> **Exercise brief**
Reproduce in full the part of the material that opens with the line containing "In this exercise you will pick out the tree canopy" and closes with the line containing "(1031, 341)", both of those lines included. Shift each answer coordinate by adding 4 to both of its numbers, and leave the sample coordinates that illustrate the form unchanged.
===== Input material
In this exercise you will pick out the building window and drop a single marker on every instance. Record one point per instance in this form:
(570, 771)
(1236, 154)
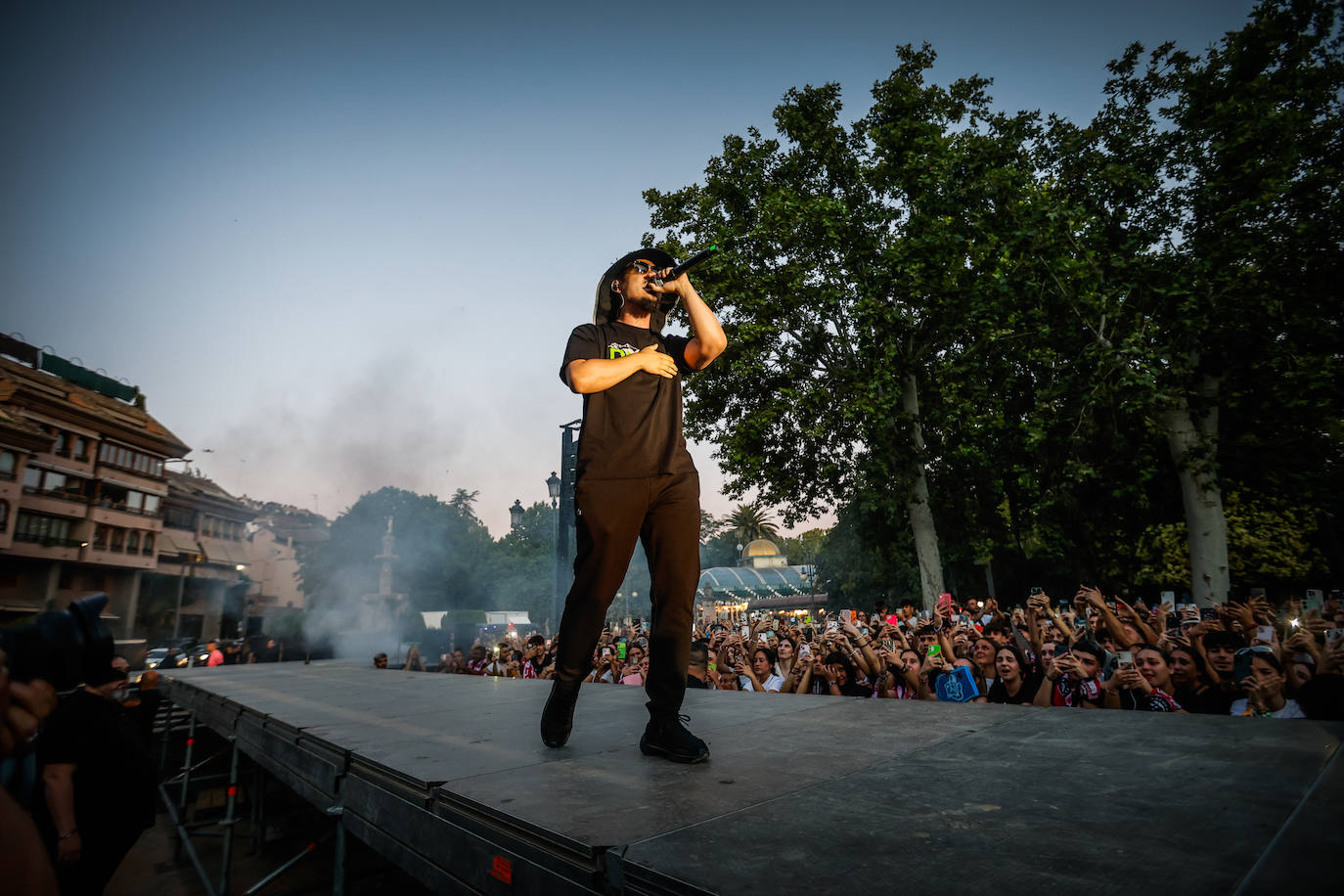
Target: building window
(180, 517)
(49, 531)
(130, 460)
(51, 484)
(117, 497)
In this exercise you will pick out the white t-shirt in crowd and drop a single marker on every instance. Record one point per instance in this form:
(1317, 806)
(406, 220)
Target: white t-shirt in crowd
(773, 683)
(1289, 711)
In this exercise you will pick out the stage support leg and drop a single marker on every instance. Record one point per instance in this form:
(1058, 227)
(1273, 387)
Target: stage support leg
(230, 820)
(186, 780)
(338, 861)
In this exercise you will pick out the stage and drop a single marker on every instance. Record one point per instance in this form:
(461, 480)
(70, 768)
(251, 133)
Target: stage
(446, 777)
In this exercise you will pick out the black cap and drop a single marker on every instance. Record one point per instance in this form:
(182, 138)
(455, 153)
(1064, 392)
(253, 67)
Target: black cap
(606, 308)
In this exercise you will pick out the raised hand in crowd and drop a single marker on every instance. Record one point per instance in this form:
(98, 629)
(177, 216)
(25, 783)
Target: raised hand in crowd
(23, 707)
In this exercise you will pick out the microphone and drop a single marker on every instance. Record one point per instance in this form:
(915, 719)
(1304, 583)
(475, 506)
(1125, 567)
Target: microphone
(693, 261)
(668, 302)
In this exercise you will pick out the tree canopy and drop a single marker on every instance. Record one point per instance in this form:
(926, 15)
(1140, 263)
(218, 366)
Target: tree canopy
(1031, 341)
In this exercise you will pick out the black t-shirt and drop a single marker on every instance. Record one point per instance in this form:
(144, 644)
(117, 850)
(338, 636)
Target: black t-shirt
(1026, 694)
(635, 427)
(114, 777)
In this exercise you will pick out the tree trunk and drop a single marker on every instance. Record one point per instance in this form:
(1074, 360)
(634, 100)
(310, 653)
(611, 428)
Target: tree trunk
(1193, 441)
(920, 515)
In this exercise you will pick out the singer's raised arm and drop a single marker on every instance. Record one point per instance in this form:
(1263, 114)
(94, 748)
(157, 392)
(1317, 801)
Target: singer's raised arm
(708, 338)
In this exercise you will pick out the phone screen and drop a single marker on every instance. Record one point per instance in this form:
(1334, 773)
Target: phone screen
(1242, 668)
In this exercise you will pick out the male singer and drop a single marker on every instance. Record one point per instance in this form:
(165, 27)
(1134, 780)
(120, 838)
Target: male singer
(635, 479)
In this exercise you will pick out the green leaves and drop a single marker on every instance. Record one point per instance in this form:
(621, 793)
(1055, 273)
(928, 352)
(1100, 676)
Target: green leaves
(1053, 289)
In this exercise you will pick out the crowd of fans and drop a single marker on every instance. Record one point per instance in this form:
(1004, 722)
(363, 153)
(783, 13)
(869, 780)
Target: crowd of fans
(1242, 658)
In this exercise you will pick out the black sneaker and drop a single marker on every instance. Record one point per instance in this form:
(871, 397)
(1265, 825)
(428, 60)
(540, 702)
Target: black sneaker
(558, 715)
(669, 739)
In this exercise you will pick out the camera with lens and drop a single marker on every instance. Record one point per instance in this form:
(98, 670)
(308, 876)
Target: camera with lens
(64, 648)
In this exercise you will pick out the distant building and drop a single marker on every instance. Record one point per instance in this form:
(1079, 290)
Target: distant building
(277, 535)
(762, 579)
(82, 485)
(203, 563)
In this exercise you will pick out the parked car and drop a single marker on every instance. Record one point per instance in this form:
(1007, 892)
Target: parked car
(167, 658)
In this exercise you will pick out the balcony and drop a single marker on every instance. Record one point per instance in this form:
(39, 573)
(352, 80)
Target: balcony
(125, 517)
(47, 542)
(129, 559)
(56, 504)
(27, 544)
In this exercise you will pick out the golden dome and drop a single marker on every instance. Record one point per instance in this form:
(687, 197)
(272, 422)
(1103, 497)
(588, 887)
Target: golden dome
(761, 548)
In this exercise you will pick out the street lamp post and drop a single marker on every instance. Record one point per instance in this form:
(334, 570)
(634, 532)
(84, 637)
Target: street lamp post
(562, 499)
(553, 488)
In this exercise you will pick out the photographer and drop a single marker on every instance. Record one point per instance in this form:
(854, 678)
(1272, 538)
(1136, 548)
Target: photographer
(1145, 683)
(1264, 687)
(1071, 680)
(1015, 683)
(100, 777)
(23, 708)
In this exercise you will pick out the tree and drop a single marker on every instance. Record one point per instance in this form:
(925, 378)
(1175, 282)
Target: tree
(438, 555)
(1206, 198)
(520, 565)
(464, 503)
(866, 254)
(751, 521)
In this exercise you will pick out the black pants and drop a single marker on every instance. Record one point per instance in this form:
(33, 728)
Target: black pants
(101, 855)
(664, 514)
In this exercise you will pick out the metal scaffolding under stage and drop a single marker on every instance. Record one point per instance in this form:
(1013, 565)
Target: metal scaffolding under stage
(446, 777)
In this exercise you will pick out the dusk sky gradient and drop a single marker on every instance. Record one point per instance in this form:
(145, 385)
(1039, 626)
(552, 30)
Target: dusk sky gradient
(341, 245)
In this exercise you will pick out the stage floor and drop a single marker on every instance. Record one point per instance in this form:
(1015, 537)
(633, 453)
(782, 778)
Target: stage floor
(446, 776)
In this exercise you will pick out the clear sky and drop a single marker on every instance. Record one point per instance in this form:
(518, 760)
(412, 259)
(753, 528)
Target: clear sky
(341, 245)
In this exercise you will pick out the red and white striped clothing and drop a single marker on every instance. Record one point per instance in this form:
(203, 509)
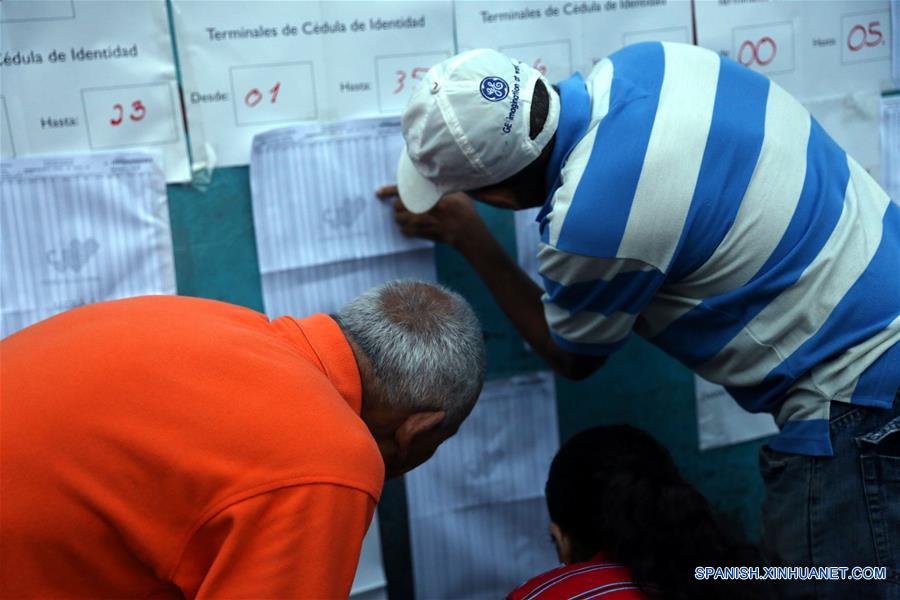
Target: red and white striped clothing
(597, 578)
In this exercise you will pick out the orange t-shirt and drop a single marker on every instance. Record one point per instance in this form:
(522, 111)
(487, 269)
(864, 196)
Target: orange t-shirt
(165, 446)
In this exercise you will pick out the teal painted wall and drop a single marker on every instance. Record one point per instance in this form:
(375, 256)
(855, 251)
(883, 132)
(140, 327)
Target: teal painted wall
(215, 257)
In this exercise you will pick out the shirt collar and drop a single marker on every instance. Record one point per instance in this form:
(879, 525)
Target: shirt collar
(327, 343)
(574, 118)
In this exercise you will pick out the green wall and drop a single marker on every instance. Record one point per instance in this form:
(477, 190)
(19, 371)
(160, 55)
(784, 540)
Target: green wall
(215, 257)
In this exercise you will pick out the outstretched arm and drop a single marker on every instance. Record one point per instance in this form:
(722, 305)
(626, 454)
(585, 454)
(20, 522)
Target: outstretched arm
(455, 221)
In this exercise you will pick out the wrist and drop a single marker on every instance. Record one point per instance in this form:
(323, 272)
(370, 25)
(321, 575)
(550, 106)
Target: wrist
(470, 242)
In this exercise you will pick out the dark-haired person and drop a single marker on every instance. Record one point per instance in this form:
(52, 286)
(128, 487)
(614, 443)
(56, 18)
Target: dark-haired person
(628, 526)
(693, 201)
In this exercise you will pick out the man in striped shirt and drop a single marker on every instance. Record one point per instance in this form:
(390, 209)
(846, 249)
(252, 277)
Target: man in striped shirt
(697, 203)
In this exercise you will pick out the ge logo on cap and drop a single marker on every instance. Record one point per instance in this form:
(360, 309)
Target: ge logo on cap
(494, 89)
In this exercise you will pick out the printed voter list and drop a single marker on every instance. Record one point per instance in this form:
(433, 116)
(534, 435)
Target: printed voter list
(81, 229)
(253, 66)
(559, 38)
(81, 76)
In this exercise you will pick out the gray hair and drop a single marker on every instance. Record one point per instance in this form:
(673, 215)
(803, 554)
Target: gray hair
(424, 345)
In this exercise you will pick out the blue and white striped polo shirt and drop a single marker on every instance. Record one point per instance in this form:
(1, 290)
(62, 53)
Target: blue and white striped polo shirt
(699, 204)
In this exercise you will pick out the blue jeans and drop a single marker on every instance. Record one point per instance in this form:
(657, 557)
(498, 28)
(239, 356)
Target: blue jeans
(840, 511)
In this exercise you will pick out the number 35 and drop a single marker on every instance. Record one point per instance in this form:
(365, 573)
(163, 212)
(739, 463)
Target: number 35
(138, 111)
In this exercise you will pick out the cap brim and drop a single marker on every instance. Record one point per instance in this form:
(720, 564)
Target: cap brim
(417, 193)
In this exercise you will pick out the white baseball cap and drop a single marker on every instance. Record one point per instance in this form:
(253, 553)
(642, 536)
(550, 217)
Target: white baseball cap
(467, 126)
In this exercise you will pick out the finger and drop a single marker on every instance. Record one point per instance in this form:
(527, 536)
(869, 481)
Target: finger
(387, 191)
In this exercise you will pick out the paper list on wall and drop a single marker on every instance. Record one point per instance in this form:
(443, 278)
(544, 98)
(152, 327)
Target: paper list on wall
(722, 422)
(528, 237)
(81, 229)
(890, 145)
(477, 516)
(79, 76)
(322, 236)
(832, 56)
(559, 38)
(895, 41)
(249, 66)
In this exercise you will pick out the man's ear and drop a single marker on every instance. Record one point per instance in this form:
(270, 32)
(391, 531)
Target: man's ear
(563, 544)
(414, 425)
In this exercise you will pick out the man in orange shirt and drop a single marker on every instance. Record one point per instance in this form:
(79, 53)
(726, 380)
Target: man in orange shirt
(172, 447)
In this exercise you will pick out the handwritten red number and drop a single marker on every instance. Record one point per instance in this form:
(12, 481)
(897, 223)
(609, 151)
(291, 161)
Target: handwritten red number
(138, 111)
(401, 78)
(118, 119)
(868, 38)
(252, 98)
==========
> **Complete response**
In this exercise you will pick out the tree canopy and drop a single marker on every instance. Record one point per instance in this form:
(926, 15)
(1140, 263)
(218, 366)
Target: tree canopy
(1035, 345)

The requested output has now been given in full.